QUOTED PASSAGE:
- - - - - - -

Agreed. Don't get me wrong. My (whatever model) CL case is >awesome<. It weighs a good chunk too. But if the cost of the aluminum, to make it, going from $45 to $87 (IN A CASE THAT I PAID WELL-OVER $600 FOR) was enough to take down CL, that company wasn't doing so hot anyway. And given how long they've been around, their initial long-term assets were paid down quite a while ago (unless it's common to bank roll a metal bending machine for 3 decades). So if this was enough to tip it, their running costs were extremely poorly-managed. And to be honest, the owner is probably happy to quit wasting his/her/their time with a profitless company...

But as you said, 'more of a story'.
 
At the prices they charge they had to be dealing with super low volumes. It's odd to blame it on tariffs when the cases sell for so much. Likely their just wasn't enough demand for $300-$700 cases in the first place.
 
Such a bad scenario. I've been waiting on my case that I ordered since May. After contacting Caselabs, they aren't sure if they'll be able to fulfill it and told me to process a bank charge back. So much for my dream case.
 
Any articles on the millions of jobs being created right now across all industries? Or just when a bad company of 12 people goes under for a dozen reasons?
 
Have to call BS, he claims it was the tariffs fault starting back in Jan, but the EU tariffs on steel and aluminum werent even be talked about till February and didnt take affect till Jun 1st. This is a poorly run company and he's trying to pass the blame!

- - - - - - -

SOURCE EXCERPT:
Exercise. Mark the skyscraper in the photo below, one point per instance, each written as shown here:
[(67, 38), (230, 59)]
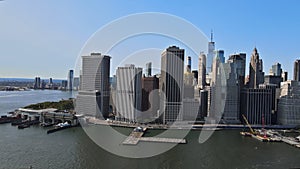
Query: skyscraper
[(284, 76), (210, 54), (288, 104), (220, 55), (70, 79), (94, 94), (128, 93), (257, 105), (297, 70), (188, 76), (195, 75), (37, 83), (150, 105), (148, 72), (171, 84), (215, 66), (256, 74), (189, 64), (276, 70), (202, 71)]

- - - - - - -

INSTRUCTION: Reproduce the part of the CaseLabs comments starting at "Have to call" and ending at "pass the blame!". The data comes from a different source than the text.

TASK RESULT:
Have to call BS, he claims it was the tariffs fault starting back in Jan, but the EU tariffs on steel and aluminum werent even be talked about till February and didnt take affect till Jun 1st. This is a poorly run company and he's trying to pass the blame!